▼
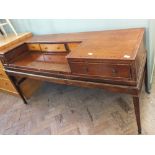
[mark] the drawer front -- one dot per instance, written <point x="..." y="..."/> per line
<point x="78" y="68"/>
<point x="103" y="70"/>
<point x="3" y="74"/>
<point x="53" y="47"/>
<point x="109" y="71"/>
<point x="34" y="47"/>
<point x="6" y="85"/>
<point x="73" y="45"/>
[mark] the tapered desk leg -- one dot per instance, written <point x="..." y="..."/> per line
<point x="137" y="112"/>
<point x="13" y="80"/>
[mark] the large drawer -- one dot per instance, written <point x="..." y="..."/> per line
<point x="1" y="66"/>
<point x="34" y="47"/>
<point x="103" y="70"/>
<point x="3" y="74"/>
<point x="53" y="47"/>
<point x="6" y="85"/>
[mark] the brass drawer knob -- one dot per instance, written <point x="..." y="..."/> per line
<point x="114" y="71"/>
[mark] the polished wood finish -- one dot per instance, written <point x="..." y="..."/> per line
<point x="137" y="112"/>
<point x="34" y="47"/>
<point x="112" y="60"/>
<point x="6" y="85"/>
<point x="16" y="44"/>
<point x="53" y="47"/>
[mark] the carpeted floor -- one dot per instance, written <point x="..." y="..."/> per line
<point x="59" y="109"/>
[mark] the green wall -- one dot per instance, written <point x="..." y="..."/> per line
<point x="46" y="26"/>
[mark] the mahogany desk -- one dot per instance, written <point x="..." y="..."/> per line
<point x="112" y="60"/>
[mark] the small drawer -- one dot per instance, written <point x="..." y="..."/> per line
<point x="109" y="70"/>
<point x="73" y="45"/>
<point x="7" y="85"/>
<point x="53" y="47"/>
<point x="34" y="47"/>
<point x="3" y="74"/>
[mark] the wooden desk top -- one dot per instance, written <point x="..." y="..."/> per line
<point x="12" y="40"/>
<point x="111" y="44"/>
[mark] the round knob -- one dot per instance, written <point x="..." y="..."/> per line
<point x="114" y="71"/>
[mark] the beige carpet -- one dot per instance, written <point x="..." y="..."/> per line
<point x="59" y="109"/>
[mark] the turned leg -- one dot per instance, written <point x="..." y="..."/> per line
<point x="137" y="112"/>
<point x="14" y="82"/>
<point x="147" y="89"/>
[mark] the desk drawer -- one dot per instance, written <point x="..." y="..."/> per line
<point x="1" y="66"/>
<point x="109" y="70"/>
<point x="103" y="70"/>
<point x="3" y="74"/>
<point x="6" y="85"/>
<point x="53" y="47"/>
<point x="34" y="47"/>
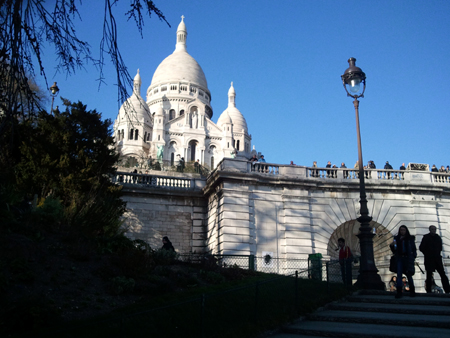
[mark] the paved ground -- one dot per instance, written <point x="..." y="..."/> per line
<point x="376" y="314"/>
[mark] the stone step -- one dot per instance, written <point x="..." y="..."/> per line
<point x="420" y="299"/>
<point x="391" y="308"/>
<point x="358" y="330"/>
<point x="383" y="318"/>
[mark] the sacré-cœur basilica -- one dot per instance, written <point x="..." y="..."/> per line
<point x="283" y="211"/>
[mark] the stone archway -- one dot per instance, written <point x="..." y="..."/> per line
<point x="350" y="229"/>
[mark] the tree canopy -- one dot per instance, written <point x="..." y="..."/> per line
<point x="69" y="156"/>
<point x="25" y="28"/>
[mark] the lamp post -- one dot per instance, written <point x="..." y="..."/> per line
<point x="368" y="277"/>
<point x="54" y="91"/>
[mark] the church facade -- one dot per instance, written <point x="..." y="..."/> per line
<point x="175" y="120"/>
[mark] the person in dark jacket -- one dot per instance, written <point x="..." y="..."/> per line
<point x="345" y="260"/>
<point x="387" y="166"/>
<point x="405" y="252"/>
<point x="167" y="244"/>
<point x="431" y="247"/>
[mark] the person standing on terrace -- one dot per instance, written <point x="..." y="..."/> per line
<point x="345" y="261"/>
<point x="387" y="166"/>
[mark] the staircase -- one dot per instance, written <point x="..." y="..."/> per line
<point x="376" y="314"/>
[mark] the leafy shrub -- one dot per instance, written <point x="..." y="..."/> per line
<point x="114" y="244"/>
<point x="212" y="277"/>
<point x="122" y="284"/>
<point x="30" y="313"/>
<point x="164" y="257"/>
<point x="49" y="213"/>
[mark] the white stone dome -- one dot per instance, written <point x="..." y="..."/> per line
<point x="134" y="108"/>
<point x="237" y="119"/>
<point x="180" y="66"/>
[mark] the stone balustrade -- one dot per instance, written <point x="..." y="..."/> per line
<point x="156" y="181"/>
<point x="182" y="182"/>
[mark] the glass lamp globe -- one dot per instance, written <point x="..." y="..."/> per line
<point x="354" y="85"/>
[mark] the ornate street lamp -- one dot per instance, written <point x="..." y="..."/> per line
<point x="54" y="91"/>
<point x="368" y="277"/>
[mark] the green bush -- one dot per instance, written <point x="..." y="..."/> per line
<point x="49" y="213"/>
<point x="164" y="257"/>
<point x="212" y="277"/>
<point x="30" y="313"/>
<point x="122" y="284"/>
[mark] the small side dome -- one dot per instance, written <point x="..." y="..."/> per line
<point x="134" y="108"/>
<point x="224" y="119"/>
<point x="233" y="114"/>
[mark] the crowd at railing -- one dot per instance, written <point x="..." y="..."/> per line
<point x="153" y="181"/>
<point x="152" y="178"/>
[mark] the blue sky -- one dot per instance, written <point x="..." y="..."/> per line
<point x="285" y="59"/>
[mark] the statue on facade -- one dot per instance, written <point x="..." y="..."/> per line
<point x="159" y="154"/>
<point x="195" y="120"/>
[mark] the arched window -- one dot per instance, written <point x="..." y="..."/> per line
<point x="192" y="146"/>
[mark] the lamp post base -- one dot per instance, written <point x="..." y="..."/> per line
<point x="368" y="277"/>
<point x="370" y="280"/>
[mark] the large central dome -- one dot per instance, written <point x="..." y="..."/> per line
<point x="180" y="66"/>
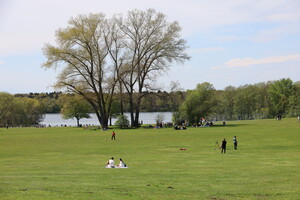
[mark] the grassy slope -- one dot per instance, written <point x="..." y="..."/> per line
<point x="68" y="163"/>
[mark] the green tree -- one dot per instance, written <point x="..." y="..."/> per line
<point x="294" y="101"/>
<point x="199" y="103"/>
<point x="152" y="44"/>
<point x="87" y="52"/>
<point x="73" y="106"/>
<point x="279" y="92"/>
<point x="19" y="111"/>
<point x="246" y="101"/>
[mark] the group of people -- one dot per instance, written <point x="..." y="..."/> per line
<point x="224" y="144"/>
<point x="111" y="164"/>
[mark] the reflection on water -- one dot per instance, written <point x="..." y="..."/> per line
<point x="146" y="117"/>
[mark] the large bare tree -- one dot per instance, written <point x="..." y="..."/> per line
<point x="97" y="54"/>
<point x="152" y="45"/>
<point x="85" y="52"/>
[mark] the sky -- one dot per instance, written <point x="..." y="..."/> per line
<point x="231" y="42"/>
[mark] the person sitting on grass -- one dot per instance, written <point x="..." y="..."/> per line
<point x="110" y="163"/>
<point x="122" y="164"/>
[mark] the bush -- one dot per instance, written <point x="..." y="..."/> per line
<point x="122" y="121"/>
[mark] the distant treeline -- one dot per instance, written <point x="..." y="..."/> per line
<point x="261" y="100"/>
<point x="159" y="101"/>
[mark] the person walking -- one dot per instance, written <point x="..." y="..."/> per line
<point x="224" y="142"/>
<point x="235" y="142"/>
<point x="110" y="163"/>
<point x="113" y="135"/>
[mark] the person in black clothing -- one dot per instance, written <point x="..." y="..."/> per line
<point x="223" y="146"/>
<point x="113" y="136"/>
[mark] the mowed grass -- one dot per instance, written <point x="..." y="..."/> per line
<point x="68" y="163"/>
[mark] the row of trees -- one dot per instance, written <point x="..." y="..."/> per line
<point x="261" y="100"/>
<point x="101" y="57"/>
<point x="19" y="111"/>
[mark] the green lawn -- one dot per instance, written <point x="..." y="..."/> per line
<point x="68" y="163"/>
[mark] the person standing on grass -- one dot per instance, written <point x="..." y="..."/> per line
<point x="235" y="142"/>
<point x="113" y="135"/>
<point x="111" y="163"/>
<point x="223" y="146"/>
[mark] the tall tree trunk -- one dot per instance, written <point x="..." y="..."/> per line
<point x="77" y="121"/>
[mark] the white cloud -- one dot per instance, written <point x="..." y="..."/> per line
<point x="26" y="25"/>
<point x="204" y="50"/>
<point x="240" y="62"/>
<point x="275" y="33"/>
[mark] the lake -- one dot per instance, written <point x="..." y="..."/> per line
<point x="146" y="117"/>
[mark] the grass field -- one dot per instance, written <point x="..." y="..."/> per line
<point x="68" y="163"/>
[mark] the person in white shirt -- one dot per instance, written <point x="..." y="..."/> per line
<point x="110" y="163"/>
<point x="122" y="164"/>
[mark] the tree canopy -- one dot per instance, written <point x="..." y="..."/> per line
<point x="97" y="53"/>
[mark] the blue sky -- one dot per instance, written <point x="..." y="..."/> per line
<point x="231" y="42"/>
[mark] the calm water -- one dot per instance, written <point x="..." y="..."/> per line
<point x="146" y="117"/>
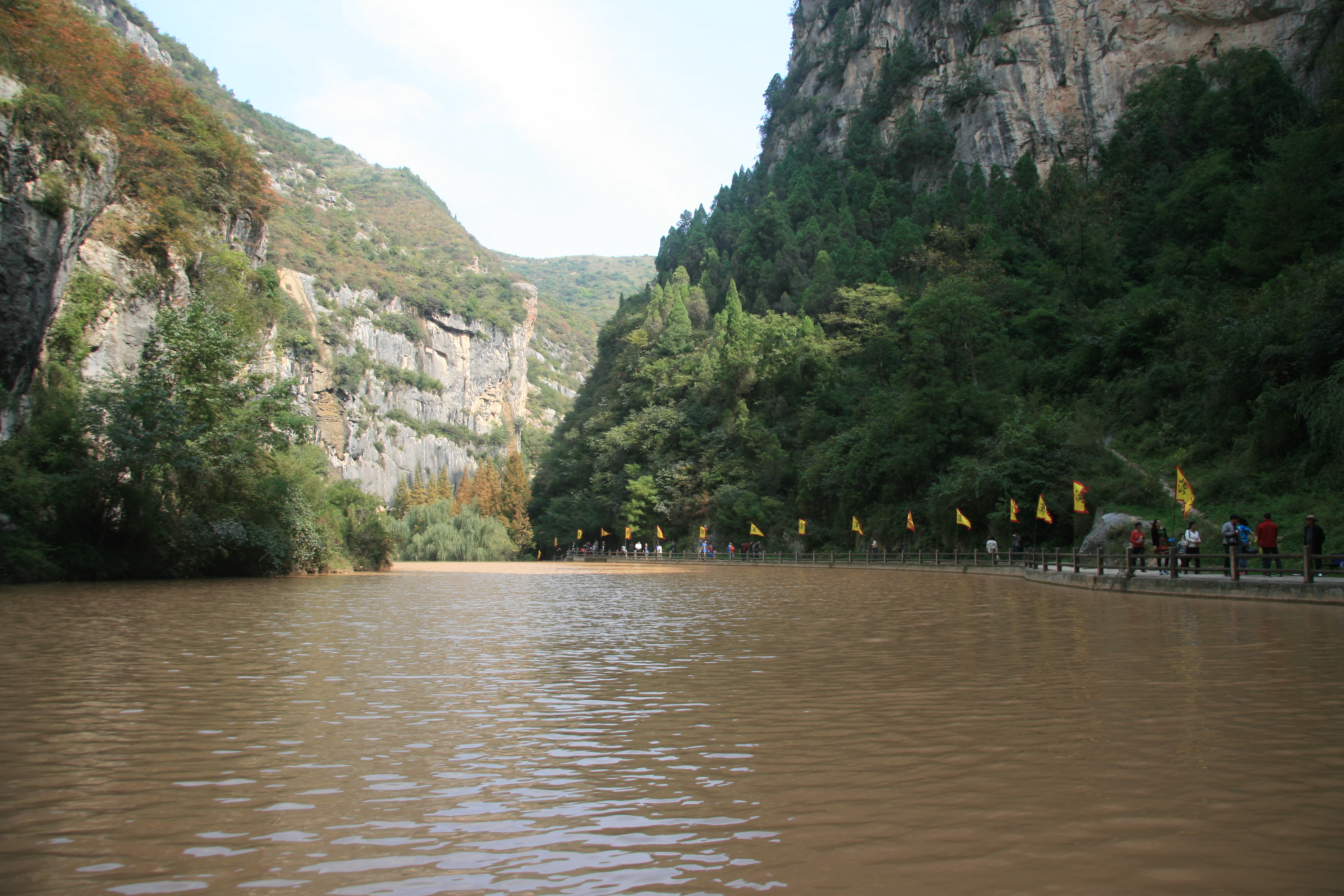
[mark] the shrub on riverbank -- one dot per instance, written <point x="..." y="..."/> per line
<point x="435" y="532"/>
<point x="190" y="465"/>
▲
Write out the lines of the records exactly, starting at the one holding "[mark] the shrub" and ending with the last line, and include no others.

[mark] the shrub on riverbank -- one dot per instance, written <point x="..." y="..."/> per line
<point x="435" y="532"/>
<point x="190" y="465"/>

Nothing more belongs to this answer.